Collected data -
——————
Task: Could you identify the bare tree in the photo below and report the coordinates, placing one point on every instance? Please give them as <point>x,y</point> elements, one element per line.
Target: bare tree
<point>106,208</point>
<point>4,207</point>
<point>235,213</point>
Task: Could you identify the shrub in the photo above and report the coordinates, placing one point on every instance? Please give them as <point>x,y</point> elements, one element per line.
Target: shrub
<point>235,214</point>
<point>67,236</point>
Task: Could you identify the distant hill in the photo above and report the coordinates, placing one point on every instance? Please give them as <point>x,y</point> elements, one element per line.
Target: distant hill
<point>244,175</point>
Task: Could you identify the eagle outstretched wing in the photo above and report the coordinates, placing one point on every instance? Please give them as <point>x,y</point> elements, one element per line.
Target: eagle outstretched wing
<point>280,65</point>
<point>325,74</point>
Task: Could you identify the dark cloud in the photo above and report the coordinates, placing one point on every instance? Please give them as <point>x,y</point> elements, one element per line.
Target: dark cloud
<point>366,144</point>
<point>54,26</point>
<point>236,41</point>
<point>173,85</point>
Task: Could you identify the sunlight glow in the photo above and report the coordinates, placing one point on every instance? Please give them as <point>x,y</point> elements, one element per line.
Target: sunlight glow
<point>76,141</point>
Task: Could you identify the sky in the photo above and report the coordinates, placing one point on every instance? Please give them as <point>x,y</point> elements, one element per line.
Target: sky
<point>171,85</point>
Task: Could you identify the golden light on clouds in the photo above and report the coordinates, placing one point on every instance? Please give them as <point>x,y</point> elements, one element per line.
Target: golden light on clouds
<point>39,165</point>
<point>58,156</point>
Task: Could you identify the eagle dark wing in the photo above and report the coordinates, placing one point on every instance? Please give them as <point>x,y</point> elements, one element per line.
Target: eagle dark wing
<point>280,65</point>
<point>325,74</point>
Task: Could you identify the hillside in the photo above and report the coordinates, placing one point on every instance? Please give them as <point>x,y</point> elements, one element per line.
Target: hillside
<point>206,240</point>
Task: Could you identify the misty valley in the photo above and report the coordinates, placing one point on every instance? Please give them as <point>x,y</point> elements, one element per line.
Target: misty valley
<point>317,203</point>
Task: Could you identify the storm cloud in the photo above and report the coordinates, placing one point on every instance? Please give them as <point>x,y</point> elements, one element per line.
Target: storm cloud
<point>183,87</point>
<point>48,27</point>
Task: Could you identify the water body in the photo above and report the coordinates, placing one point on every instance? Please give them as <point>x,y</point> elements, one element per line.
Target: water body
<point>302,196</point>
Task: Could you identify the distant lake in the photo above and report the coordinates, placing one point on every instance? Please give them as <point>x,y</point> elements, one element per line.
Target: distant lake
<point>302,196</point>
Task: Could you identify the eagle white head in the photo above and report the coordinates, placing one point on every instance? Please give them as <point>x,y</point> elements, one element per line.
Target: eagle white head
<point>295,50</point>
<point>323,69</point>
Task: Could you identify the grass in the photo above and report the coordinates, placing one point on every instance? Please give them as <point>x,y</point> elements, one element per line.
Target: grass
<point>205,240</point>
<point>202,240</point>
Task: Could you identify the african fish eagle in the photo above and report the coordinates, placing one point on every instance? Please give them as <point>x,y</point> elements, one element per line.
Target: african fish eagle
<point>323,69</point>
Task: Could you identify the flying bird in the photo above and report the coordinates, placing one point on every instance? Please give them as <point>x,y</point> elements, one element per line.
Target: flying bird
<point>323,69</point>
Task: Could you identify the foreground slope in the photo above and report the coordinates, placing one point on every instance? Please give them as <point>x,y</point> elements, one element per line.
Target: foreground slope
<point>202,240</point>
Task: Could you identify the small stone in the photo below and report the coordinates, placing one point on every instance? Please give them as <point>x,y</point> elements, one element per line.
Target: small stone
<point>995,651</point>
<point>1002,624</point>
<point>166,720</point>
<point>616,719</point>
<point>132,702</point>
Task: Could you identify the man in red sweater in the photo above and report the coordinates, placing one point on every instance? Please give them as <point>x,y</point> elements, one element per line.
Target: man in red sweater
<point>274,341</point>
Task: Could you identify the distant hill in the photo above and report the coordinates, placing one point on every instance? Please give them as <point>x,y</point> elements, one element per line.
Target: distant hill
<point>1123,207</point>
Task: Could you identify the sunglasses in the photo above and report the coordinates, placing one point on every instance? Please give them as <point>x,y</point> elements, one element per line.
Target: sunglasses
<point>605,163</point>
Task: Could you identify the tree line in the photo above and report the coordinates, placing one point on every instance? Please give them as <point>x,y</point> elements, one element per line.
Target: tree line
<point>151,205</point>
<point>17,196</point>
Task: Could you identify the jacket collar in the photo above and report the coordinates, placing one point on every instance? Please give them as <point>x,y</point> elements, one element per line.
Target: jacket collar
——————
EXERCISE DETAILS -
Please output the exact lines of the records above, beginning with the first and stopping after the line that holds "Task: Could you identify the eagle outstretched", and nothing else.

YOUR SOLUTION -
Task: Could you identify the bare tree in the photo below and report the coordinates, placing one point on every instance? Please give them as <point>x,y</point> elements, one element per line.
Target: bare tree
<point>106,208</point>
<point>4,207</point>
<point>235,213</point>
Task: Could you identify the shrub in the photo above and report the coordinates, placing one point on every instance? Please give them as <point>x,y</point> elements, one element per line.
Target: shrub
<point>235,214</point>
<point>67,236</point>
Task: Could you identify the distant hill in the photo above and report the coordinates, placing one point on every instance? Please give them as <point>x,y</point> elements, one element per line.
Target: distant hill
<point>244,175</point>
Task: Could you identify the eagle outstretched wing in the photo above and report the coordinates, placing one point on every instance? Please give them as <point>x,y</point> elements, one element per line.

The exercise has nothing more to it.